## BEGIN Items

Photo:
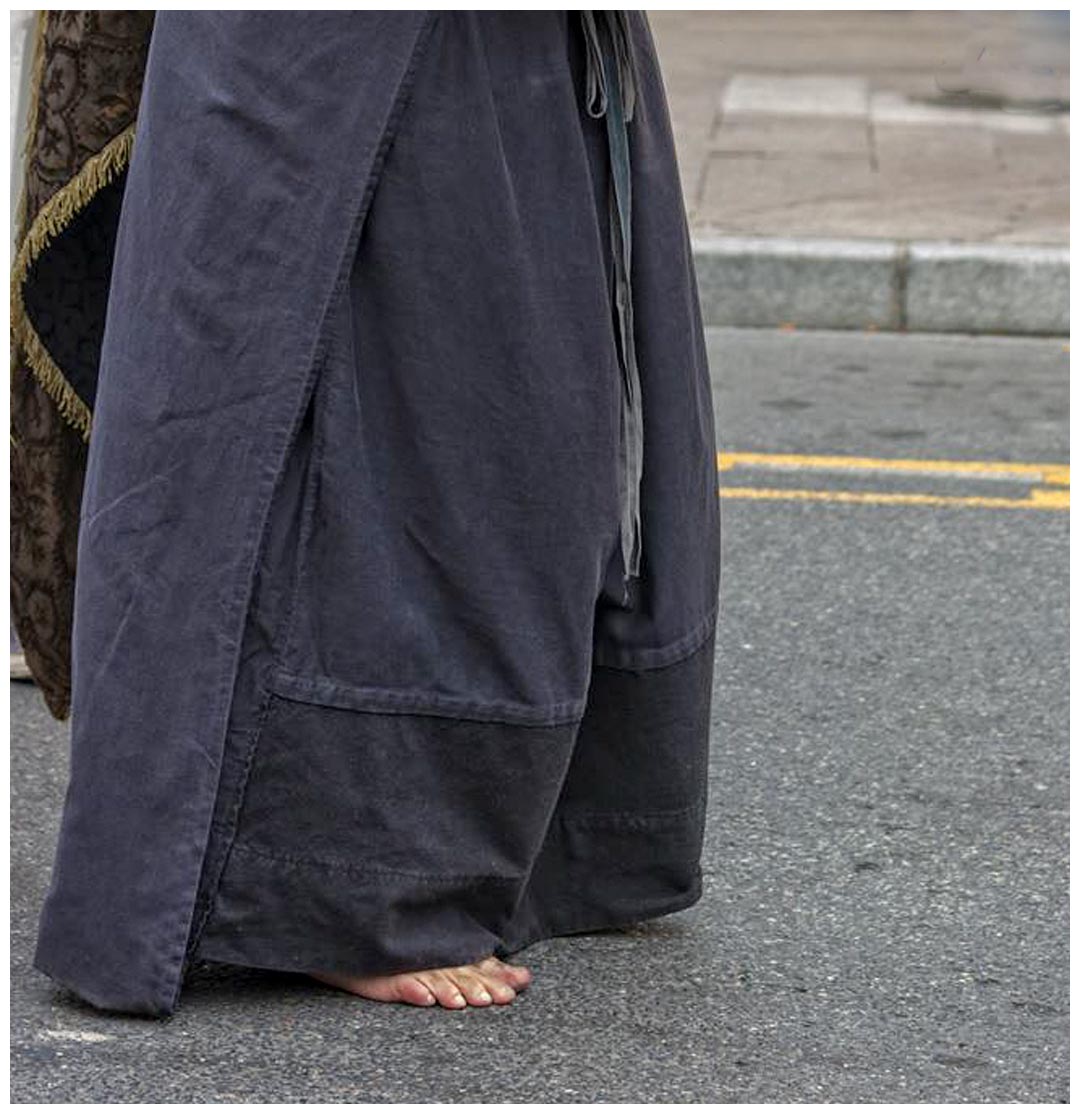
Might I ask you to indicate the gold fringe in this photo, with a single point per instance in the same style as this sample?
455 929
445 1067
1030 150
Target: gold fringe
55 215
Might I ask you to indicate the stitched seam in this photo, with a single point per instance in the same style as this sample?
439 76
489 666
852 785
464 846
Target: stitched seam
352 868
597 819
393 702
683 647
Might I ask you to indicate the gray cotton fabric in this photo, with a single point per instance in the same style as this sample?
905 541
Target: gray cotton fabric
359 677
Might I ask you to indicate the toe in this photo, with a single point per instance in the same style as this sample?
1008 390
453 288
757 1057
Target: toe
445 989
472 985
410 989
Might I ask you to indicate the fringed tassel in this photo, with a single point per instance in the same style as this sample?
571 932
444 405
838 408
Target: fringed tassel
54 216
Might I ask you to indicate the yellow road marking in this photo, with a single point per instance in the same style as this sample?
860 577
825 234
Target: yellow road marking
994 469
1051 495
1038 499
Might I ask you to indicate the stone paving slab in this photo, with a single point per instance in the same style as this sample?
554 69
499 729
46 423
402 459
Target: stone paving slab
897 136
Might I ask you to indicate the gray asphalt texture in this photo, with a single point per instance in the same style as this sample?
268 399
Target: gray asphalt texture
885 910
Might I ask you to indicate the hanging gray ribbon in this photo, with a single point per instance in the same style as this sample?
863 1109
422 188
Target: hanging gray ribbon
611 91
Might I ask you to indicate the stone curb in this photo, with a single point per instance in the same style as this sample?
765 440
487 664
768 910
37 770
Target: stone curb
917 286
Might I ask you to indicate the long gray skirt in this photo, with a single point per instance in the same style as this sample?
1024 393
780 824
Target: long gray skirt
356 682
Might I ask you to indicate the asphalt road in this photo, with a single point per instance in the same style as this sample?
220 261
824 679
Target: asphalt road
885 916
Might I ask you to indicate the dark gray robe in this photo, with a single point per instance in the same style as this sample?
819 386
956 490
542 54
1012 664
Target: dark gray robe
356 683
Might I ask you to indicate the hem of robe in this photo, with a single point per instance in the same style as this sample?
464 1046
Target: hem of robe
326 868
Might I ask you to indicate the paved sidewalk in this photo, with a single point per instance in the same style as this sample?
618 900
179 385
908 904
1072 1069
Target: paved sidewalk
922 132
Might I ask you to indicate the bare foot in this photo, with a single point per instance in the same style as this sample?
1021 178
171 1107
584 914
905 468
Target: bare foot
482 984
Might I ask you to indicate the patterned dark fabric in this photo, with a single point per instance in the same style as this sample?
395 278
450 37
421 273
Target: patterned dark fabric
85 91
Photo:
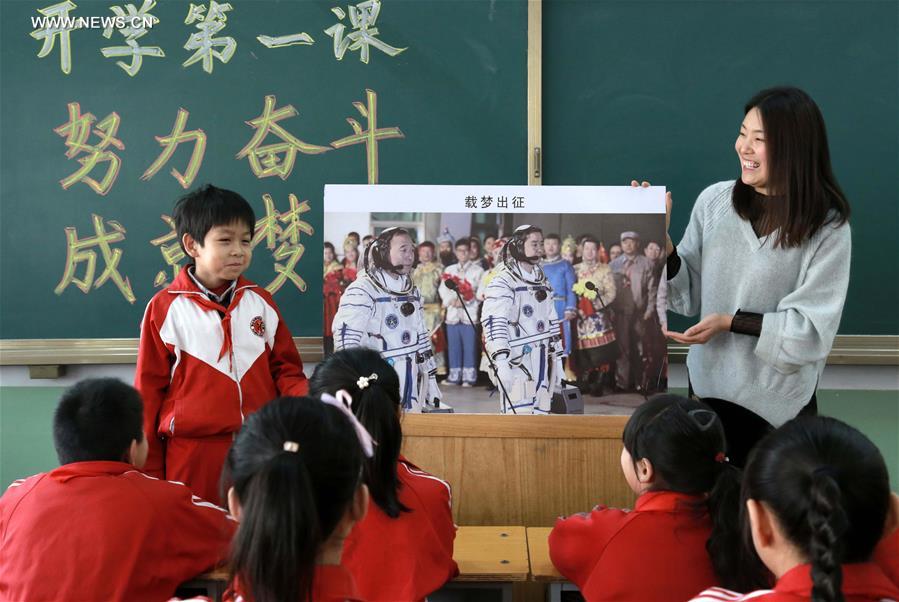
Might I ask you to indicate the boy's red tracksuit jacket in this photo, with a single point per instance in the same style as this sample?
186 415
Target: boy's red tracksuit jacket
202 369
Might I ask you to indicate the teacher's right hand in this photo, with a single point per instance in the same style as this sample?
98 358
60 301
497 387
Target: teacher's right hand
669 246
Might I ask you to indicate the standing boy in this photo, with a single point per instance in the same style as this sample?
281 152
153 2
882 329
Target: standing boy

## END Items

Task requirements: Repeat all of the entries word for word, but omit the pictures.

Final result:
Photo:
Might I ask you to indicate the gold fringe in this photo, with a single point per instance in the same style as this sample?
455 929
445 1067
1030 150
Target: gold fringe
55 215
Might I ask you to indicate the stitched seam in this photo, with a single point per instance in the same style as this sample?
439 76
489 666
852 785
464 846
Target: stitched seam
352 868
597 819
393 702
683 647
Might I ask you to indicate the gray cotton fabric in this photo, with a single point per instance in the same style as this sample?
905 541
Target: gray cotton fabric
359 677
Might I ask you to indicate the toe in this photo, with a single point per instance in the same style as this sample?
1008 390
453 288
757 1057
Target: toe
445 989
472 985
410 989
Might I ask you to indicate the fringed tassel in this photo, with a single point per instance in the same style as this sample?
571 932
444 405
838 408
Target: fringed tassel
54 216
Might I ask you to indicate the yellow road marking in this photo, with a single point per instance in the same style as this sample?
860 577
825 234
Target: yellow road marking
994 469
1051 495
1038 499
Might I ask you to indicate the stone paving slab in this photo, with a single point per instance in the same style as this sample?
554 69
499 729
46 423
402 459
Target: stone paving slab
897 136
Might I ask you to indicate the gray asphalt texture in this photo, with a single point per instance in the same style as this sample?
268 399
Target: gray asphalt texture
885 910
Might I ask you to indicate the hanging gray ribbon in this photo, with a single point per instance in the same style as this sample?
863 1109
422 188
Target: hanging gray ribbon
611 91
Might I ask you to indicate the stone curb in this photo, with a single point per instance in the same style as this sample?
765 440
487 664
768 910
37 770
Target: stone curb
917 286
Might I ask you to indicate the long gray skirt in this photo, with a single point per instance in the same style as this sample?
1024 393
780 824
Target: long gray skirt
356 682
Might I ask you to indicate the asphalt road in this photo, with a single point per instance in the same style as this sample?
220 261
824 679
Target: asphalt road
885 916
Might I ask you to indicate the dark gray robe in this photo, with a single point per instance in the same style as this sample?
819 386
956 490
542 54
1012 664
Target: dark gray robe
356 683
Might I ask you to indicate the hem of robe in this photo, with a single point per instance in the same style as this sample?
464 1046
Target: hem of robe
326 868
Might I ask you to indicate the paved sidewalk in this photo, with a single point per instance in the same style as this sample?
618 900
179 385
908 904
1072 1069
Target: paved sidewalk
922 132
Might I ask you to indicate the bare foot in this photo, with a single point per instance in the same style as this sample?
1021 178
171 1107
584 914
905 468
Target: bare foot
482 984
Might I ask you to indicate the patterned dark fabric in this photo, with a single point per instance in the same style as this sample?
395 278
450 37
421 273
Target: patterned dark fabric
85 91
Photo:
Might I ask you to indicate the boy's red tracksuit jacket in this photo, with a single point per instance in the same style as this sample?
186 415
Target: boy's red tracksuit jacket
202 369
Might I ask you to indicate the teacher's right hand in this photo, with a single point per instance in the same style as this sample?
98 358
60 301
497 387
Target: teacher's right hand
669 246
Might I ask you to indicate the standing boy in this photo, with a single point per instance in the same style as this sample?
281 152
153 2
882 329
Target: standing boy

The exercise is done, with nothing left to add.